Tâche courte 1 >> Rassemblez toutes les lignes, plus bas, où figure le mot « tree ».

Extrait du document >>
▬▬▬▬▬▬▬▬▬▬

C’est la plus grande manifestation sociale au Sahara depuis 1975. Depuis plus de trois semaines, 12 000 personnes vivent sous des tentes dans un campement de fortune, totalement inaccessible aux forces de l’ordre et aux autorités locales ou centrales. Reportage.
À Laâyoune, les principaux hôtels de la ville affichent complet. Depuis un peu plus d’une semaine en effet, plusieurs officiels et gradés militaires ont élu domicile au chef-lieu du Sahara. Parmi eux, le ministre
de l’Intérieur, quelques généraux des FAR, en plus des patrons des principaux services de renseignement du pays. Leur mission ? Faire évacuer, avant le 6 novembre, les milliers de protestataires installés dans un campement de fortune à l’est de Laâyoune. “A Rabat, on pense qu’on ne peut pas sereinement fêter l’anniversaire de la Marche Verte dans ces conditions”, explique un responsable local à Laâyoune. “Mais vu les conditions actuelles, nous devrons peut-être nous y résigner”, soupire un militant associatif, impliqué dans la négociation avec les représentants des habitants du campement d’Agdim Izig.

▬▬▬▬▬▬▬▬▬▬

Tâche courte 2 >> Extrayez à l'identique, du reportage ci-dessus sur le campement près de Laâyoune, le passage allant de « C’est la plus » à « ou centrales. Reportage. ».

Lignes de données >>
▬▬▬▬▬▬▬▬▬▬

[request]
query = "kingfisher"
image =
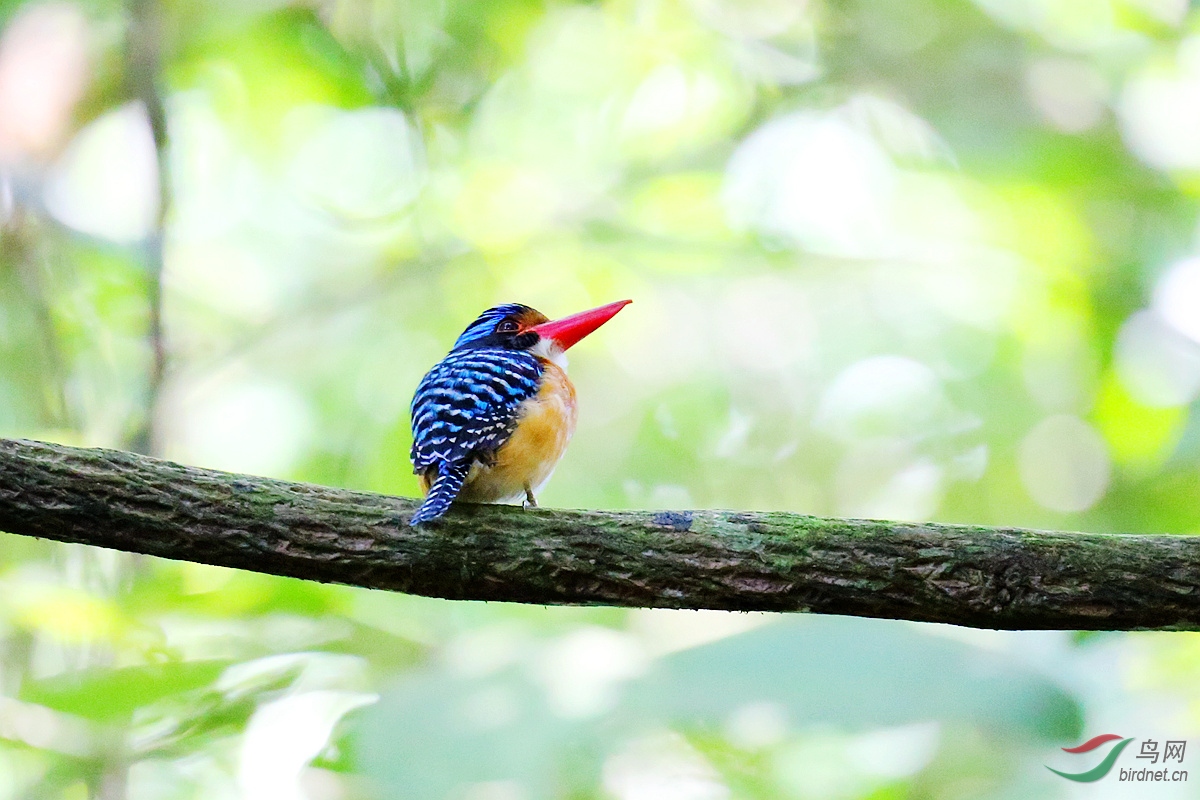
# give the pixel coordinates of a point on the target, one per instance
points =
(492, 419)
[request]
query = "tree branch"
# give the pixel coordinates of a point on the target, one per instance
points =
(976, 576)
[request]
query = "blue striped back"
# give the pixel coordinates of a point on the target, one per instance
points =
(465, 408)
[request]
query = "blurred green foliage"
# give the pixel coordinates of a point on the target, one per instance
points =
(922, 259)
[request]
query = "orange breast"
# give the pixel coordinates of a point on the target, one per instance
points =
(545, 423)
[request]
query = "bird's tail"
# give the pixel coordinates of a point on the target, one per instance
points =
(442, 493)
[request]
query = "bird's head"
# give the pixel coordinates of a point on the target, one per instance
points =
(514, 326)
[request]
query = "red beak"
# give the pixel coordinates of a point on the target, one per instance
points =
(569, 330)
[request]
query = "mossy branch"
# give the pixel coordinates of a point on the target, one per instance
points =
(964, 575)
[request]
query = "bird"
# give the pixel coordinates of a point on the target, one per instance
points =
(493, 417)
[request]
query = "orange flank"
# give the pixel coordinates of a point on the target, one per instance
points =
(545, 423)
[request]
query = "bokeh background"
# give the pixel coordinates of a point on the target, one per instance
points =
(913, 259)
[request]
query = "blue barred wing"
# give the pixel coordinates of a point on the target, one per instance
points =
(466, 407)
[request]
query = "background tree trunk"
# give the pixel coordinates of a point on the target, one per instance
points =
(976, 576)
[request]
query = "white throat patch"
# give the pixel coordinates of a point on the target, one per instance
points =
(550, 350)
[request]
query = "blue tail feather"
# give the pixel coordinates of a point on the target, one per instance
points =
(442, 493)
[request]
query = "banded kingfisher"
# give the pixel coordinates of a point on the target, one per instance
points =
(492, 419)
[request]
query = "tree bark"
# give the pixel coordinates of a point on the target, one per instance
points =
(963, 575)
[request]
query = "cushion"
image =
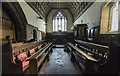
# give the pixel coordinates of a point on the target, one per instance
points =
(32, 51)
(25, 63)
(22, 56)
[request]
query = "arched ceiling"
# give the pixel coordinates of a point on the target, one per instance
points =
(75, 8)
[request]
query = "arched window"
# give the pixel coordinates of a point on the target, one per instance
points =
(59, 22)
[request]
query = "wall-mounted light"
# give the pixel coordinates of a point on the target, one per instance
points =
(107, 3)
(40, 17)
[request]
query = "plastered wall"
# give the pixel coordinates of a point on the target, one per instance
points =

▬▬▬▬▬▬▬▬▬▬

Réponse détaillée 1 >>
query = "tree branch"
query = "background tree trunk"
query = "tree bark"

Réponse détaillée 2 >>
C’est la plus grande manifestation sociale au Sahara depuis 1975. Depuis plus de trois semaines, 12 000 personnes vivent sous des tentes dans un campement de fortune, totalement inaccessible aux forces de l’ordre et aux autorités locales ou centrales. Reportage.